▶ **Task instructions**: Below are the records; pull every line that includes "chair".

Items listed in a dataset
....
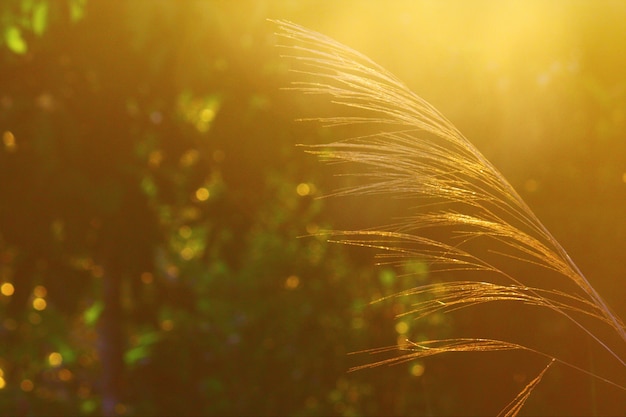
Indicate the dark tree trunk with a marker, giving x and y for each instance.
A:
(111, 341)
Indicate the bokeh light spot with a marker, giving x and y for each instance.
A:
(417, 369)
(7, 289)
(55, 359)
(185, 232)
(202, 194)
(39, 304)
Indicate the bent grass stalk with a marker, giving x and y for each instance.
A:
(416, 152)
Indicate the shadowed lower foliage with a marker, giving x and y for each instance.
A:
(465, 218)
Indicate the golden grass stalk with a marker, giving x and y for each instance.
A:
(410, 150)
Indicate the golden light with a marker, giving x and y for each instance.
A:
(40, 291)
(27, 385)
(155, 158)
(402, 327)
(39, 304)
(189, 158)
(304, 189)
(312, 228)
(292, 282)
(9, 141)
(55, 359)
(7, 289)
(34, 318)
(207, 115)
(202, 194)
(187, 253)
(417, 369)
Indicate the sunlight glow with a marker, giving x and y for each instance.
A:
(39, 304)
(9, 141)
(34, 318)
(202, 194)
(7, 289)
(402, 327)
(417, 369)
(185, 232)
(304, 189)
(55, 359)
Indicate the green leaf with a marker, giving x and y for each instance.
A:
(135, 354)
(14, 40)
(40, 18)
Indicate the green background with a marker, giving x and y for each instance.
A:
(153, 203)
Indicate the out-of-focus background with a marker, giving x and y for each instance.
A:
(152, 203)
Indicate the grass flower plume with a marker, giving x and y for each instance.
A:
(467, 218)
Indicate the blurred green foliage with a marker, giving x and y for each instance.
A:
(153, 208)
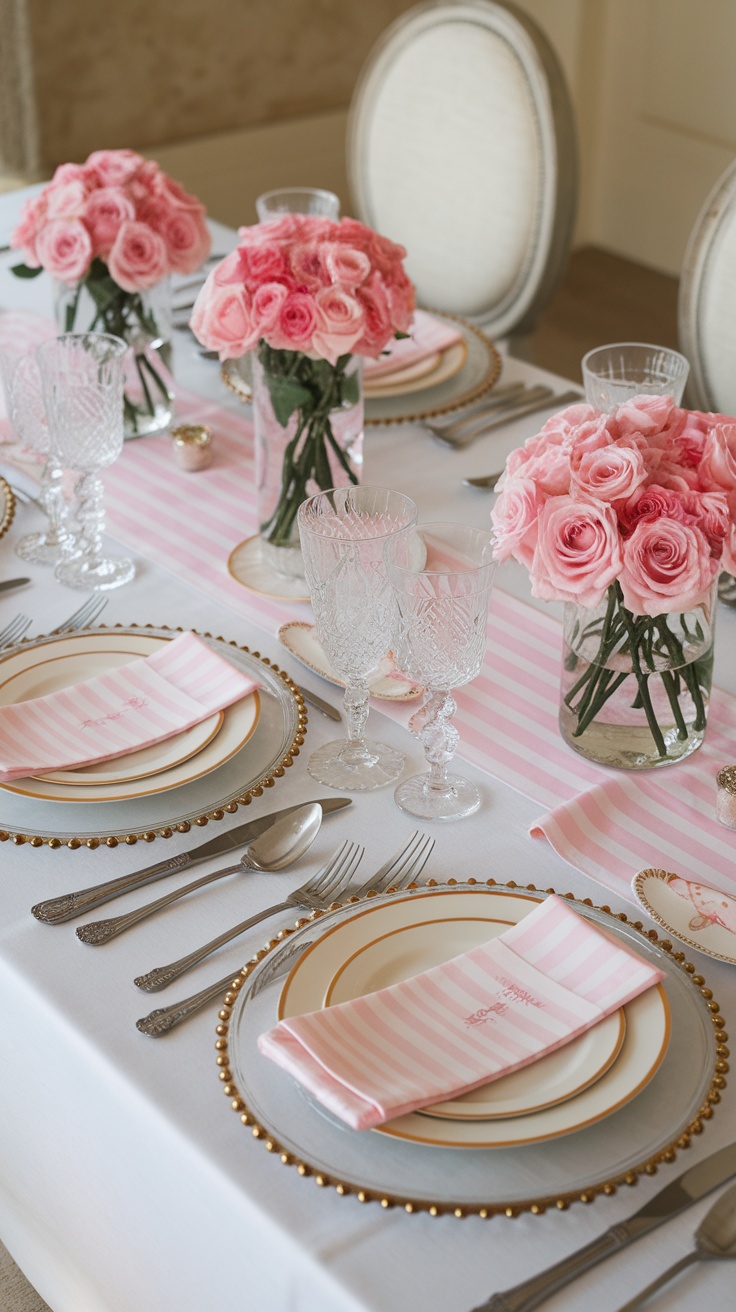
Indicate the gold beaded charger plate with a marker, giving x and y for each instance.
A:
(227, 783)
(7, 507)
(34, 672)
(677, 1101)
(386, 943)
(476, 374)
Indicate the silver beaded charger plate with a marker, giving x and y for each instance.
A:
(676, 1102)
(257, 765)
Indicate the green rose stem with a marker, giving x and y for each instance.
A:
(311, 390)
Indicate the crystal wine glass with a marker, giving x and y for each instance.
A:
(26, 411)
(83, 387)
(441, 576)
(343, 533)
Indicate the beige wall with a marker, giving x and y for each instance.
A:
(148, 72)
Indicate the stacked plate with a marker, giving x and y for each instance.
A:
(158, 786)
(581, 1118)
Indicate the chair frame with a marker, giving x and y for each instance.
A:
(695, 268)
(558, 144)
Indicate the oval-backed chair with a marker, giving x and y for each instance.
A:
(462, 147)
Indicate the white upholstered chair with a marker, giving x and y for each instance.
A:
(707, 301)
(462, 147)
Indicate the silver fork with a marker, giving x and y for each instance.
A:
(13, 631)
(399, 871)
(319, 891)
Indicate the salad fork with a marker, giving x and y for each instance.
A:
(396, 873)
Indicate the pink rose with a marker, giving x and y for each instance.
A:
(577, 551)
(64, 249)
(297, 322)
(610, 474)
(378, 328)
(667, 566)
(66, 200)
(339, 326)
(514, 521)
(113, 168)
(718, 465)
(651, 503)
(268, 301)
(345, 264)
(138, 259)
(222, 319)
(106, 210)
(188, 240)
(264, 263)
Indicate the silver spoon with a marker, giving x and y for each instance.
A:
(715, 1239)
(277, 848)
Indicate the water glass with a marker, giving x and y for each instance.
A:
(83, 389)
(614, 374)
(441, 575)
(343, 534)
(26, 412)
(297, 200)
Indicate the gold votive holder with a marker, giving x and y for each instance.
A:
(192, 446)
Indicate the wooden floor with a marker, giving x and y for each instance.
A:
(604, 298)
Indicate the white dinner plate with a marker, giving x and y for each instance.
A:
(303, 643)
(693, 912)
(462, 920)
(33, 672)
(407, 951)
(415, 378)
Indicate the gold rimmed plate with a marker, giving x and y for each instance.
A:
(218, 791)
(677, 1102)
(588, 1079)
(37, 671)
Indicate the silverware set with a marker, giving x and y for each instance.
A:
(504, 406)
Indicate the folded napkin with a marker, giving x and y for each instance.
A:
(463, 1024)
(428, 336)
(134, 706)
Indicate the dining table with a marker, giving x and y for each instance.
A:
(127, 1181)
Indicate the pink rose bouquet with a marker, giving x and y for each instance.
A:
(116, 227)
(308, 295)
(631, 516)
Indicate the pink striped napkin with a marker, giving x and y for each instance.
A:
(463, 1024)
(428, 335)
(134, 706)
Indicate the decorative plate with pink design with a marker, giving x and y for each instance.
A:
(695, 913)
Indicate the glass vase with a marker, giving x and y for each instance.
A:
(143, 319)
(308, 420)
(635, 689)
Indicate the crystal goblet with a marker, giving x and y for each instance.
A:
(343, 533)
(614, 374)
(26, 412)
(83, 387)
(441, 576)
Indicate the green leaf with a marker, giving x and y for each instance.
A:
(287, 396)
(22, 270)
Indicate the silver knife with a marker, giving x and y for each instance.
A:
(55, 911)
(690, 1186)
(331, 711)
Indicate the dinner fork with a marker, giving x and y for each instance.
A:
(396, 873)
(13, 631)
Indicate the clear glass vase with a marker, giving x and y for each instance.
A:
(143, 319)
(635, 689)
(308, 420)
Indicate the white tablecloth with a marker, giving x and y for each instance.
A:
(126, 1182)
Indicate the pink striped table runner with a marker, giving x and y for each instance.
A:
(605, 823)
(134, 706)
(466, 1022)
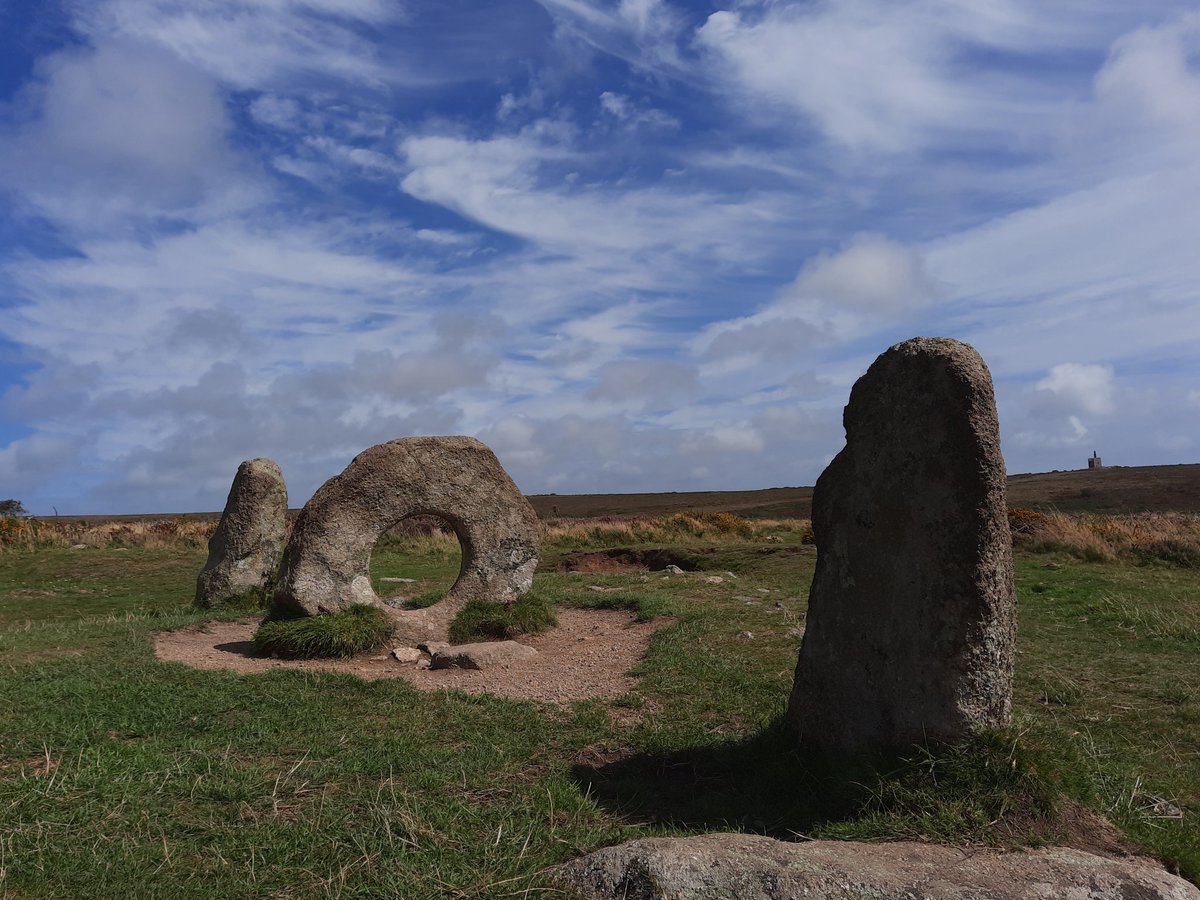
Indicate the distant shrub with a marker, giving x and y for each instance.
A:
(353, 630)
(1026, 521)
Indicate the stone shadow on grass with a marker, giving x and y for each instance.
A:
(993, 787)
(761, 784)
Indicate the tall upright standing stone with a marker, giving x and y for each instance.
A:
(245, 549)
(911, 623)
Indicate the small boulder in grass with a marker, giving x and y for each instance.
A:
(491, 654)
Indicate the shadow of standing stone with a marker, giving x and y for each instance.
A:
(911, 623)
(245, 549)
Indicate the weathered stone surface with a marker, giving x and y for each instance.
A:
(911, 622)
(489, 654)
(742, 867)
(245, 549)
(325, 567)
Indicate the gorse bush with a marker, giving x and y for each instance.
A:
(353, 630)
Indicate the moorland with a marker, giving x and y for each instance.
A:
(121, 774)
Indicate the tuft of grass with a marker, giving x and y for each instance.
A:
(357, 629)
(959, 792)
(646, 605)
(479, 619)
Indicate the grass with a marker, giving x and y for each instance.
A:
(355, 629)
(479, 621)
(124, 775)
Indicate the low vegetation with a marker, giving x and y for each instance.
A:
(357, 629)
(531, 615)
(121, 775)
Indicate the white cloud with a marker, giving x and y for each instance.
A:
(871, 274)
(640, 384)
(121, 132)
(256, 43)
(882, 77)
(1081, 388)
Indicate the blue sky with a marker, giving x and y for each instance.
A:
(634, 245)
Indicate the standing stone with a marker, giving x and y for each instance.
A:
(327, 563)
(245, 549)
(911, 623)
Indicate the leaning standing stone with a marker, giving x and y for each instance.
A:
(245, 549)
(911, 623)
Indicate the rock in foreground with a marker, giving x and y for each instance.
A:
(742, 867)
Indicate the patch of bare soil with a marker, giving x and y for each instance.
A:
(1072, 826)
(588, 655)
(624, 559)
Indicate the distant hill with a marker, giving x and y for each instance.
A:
(1114, 489)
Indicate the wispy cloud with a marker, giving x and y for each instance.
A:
(631, 244)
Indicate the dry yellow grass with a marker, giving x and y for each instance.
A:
(1171, 537)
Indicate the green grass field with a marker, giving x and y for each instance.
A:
(121, 775)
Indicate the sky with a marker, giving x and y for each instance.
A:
(631, 245)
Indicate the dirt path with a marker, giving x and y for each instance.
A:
(588, 655)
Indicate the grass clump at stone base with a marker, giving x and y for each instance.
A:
(353, 630)
(961, 792)
(483, 621)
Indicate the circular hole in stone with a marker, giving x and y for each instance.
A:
(415, 562)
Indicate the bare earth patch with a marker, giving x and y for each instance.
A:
(588, 655)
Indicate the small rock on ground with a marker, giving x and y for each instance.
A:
(743, 867)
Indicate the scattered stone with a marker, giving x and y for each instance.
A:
(245, 549)
(911, 622)
(325, 567)
(745, 867)
(481, 655)
(1159, 807)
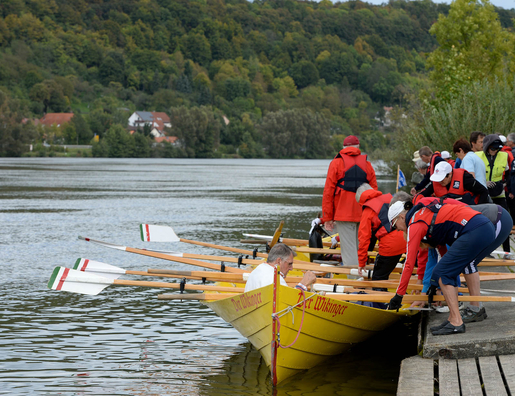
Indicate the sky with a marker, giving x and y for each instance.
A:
(508, 4)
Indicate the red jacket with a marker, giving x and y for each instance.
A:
(417, 230)
(338, 204)
(390, 243)
(507, 149)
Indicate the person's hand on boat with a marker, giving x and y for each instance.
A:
(395, 302)
(308, 279)
(329, 225)
(314, 223)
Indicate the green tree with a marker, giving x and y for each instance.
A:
(472, 46)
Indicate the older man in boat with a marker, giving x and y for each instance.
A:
(471, 237)
(374, 221)
(280, 256)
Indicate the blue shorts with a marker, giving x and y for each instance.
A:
(502, 231)
(471, 245)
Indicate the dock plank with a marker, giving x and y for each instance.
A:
(508, 368)
(448, 377)
(469, 377)
(491, 375)
(416, 377)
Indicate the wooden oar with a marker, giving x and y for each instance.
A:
(165, 256)
(277, 234)
(113, 272)
(385, 298)
(88, 283)
(286, 241)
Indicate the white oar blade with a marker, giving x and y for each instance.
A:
(102, 269)
(258, 236)
(77, 281)
(153, 233)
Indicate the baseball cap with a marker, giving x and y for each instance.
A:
(441, 170)
(351, 141)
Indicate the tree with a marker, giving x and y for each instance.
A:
(304, 73)
(295, 133)
(472, 46)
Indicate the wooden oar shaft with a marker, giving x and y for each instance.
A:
(217, 276)
(226, 248)
(372, 297)
(182, 260)
(123, 282)
(344, 297)
(196, 296)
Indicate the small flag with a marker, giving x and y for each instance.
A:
(402, 179)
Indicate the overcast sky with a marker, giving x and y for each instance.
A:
(508, 4)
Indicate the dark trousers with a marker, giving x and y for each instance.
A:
(502, 202)
(383, 267)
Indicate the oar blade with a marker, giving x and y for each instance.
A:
(154, 233)
(74, 281)
(106, 270)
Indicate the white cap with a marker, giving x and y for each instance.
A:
(441, 170)
(396, 209)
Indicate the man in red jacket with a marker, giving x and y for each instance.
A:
(347, 171)
(374, 221)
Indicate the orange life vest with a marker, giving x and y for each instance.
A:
(355, 172)
(445, 222)
(380, 206)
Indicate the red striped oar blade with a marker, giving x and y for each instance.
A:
(106, 270)
(74, 281)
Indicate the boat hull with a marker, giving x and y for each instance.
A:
(329, 326)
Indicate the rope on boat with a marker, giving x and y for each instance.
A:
(287, 310)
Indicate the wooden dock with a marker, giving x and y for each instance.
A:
(487, 375)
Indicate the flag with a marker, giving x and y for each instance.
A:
(402, 179)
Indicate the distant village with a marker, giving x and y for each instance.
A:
(158, 122)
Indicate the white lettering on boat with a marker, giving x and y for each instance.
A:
(324, 304)
(246, 301)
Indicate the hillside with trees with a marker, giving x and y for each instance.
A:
(280, 78)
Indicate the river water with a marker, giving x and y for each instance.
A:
(124, 341)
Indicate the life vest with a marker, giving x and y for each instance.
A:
(496, 171)
(380, 206)
(355, 172)
(445, 222)
(456, 189)
(432, 162)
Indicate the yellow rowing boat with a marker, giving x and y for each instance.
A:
(293, 336)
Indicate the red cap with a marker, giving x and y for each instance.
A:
(351, 141)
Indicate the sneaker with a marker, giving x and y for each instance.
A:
(440, 326)
(470, 316)
(450, 329)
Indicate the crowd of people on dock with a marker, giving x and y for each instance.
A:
(458, 213)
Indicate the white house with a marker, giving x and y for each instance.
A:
(158, 121)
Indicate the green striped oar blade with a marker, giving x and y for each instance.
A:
(74, 281)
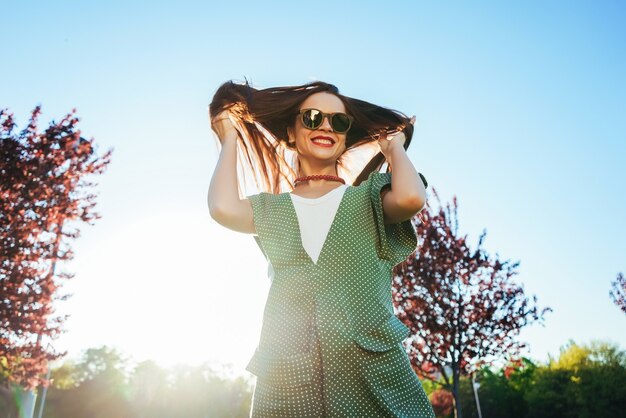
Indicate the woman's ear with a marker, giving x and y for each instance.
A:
(291, 140)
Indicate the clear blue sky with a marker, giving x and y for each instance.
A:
(520, 114)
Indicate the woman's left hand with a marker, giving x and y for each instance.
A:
(389, 142)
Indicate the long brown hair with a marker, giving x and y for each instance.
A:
(262, 117)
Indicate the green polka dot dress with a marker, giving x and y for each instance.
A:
(330, 343)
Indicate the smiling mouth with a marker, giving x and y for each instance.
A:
(324, 142)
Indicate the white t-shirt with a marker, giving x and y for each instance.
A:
(315, 217)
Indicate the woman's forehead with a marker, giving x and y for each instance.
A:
(326, 102)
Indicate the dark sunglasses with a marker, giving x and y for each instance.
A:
(313, 119)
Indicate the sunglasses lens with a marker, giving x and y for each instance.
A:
(312, 118)
(340, 122)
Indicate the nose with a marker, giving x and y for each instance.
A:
(326, 123)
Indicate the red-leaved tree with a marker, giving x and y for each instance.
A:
(43, 186)
(462, 306)
(618, 292)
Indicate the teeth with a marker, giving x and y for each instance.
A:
(323, 141)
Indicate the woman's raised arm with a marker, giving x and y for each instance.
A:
(225, 205)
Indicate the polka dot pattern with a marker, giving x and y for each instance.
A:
(330, 343)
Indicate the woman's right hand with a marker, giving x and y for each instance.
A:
(223, 127)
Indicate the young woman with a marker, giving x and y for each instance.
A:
(331, 227)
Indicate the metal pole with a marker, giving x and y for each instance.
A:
(475, 386)
(43, 395)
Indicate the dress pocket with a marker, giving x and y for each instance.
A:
(293, 370)
(386, 370)
(384, 336)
....
▶ **Response**:
Indicate the chair frame with a marker, giving x and y for each instance.
Indicate the oval-backed chair with a marker, giving x and y for each instance.
Indicate the white upholstered chair with a marker, giving x and y for each instance.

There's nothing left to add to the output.